Programs

Battling the Opioid Epidemic

Battling the Opioid Epidemic

Standing Up for New Jerseyans

Substance abuse devastates families and communities. Attorney General Platkin is focused on ridding our cities and towns of dangerous drugs. Strong partnerships between local, county, state and federal law enforcement agencies are crucial in this battle and the State is committed to providing law enforcement with the necessary resources to save lives.

Expanding Operation RISE. The Office of the Attorney General, through NJ CARES—the Office of the New Jersey Coordinator of Addiction Responses and Enforcement Strategies—is focused on battling the opioid crisis by investing in resources and providing support to people battling with addictionand substance abuse disorders.NJSP, through the NJ CARES initiative Operation Helping Hand (OHH), has expanded Operation RISE (Recovery, Initiative, Support, and Engagement), a program in which law enforcement officers proactively connect individuals suffering from substance use disorder with treatment and/or recovery support services. Operation RISE is the newest expansion of the Department’s OHH program, and, in early 2023, Operation RISE began collaborating with existing OHH outreach efforts to ensure the efficient deployment of resources to areas that are most in need of assistance and intervention.

Initiating innovative programing. 2023 brought a joint effort between NJ CARES and DCA to provide dozens of New Jersey hospice and long-term care facilities with drug disposal bags, a safe and easy way to dispose of leftover medications, preventing opioids from being diverted or misused after they are no longer needed for a patient. Other drug prevention efforts include an additional $5 million in federal funds for the NJSP Methamphetamine Eradication and Opioid Enforcement Task Forces to support training and equipment to disrupt the production and distribution of illicit drugs across New Jersey. Additionally, federal funds are allowing law enforcement to locate or investigate illicit activities through statewide collaboration relating to the distribution of heroin, fentanyl, carfentanil, and to the unlawful distribution of prescription opioids.

+===+

**AIM OF THE EXERCISE:** Retype the text on the opioid epidemic, everything from "Standing Up for" down to "to save lives.".

**MATERIAL PROVIDED:**

+===+

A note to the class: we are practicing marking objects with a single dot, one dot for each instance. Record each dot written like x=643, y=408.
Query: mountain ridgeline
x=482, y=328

+===+

**TASK SOLUTION:**
Standing Up for New Jerseyans

Substance abuse devastates families and communities. Attorney General Platkin is focused on ridding our cities and towns of dangerous drugs. Strong partnerships between local, county, state and federal law enforcement agencies are crucial in this battle and the State is committed to providing law enforcement with the necessary resources to save lives.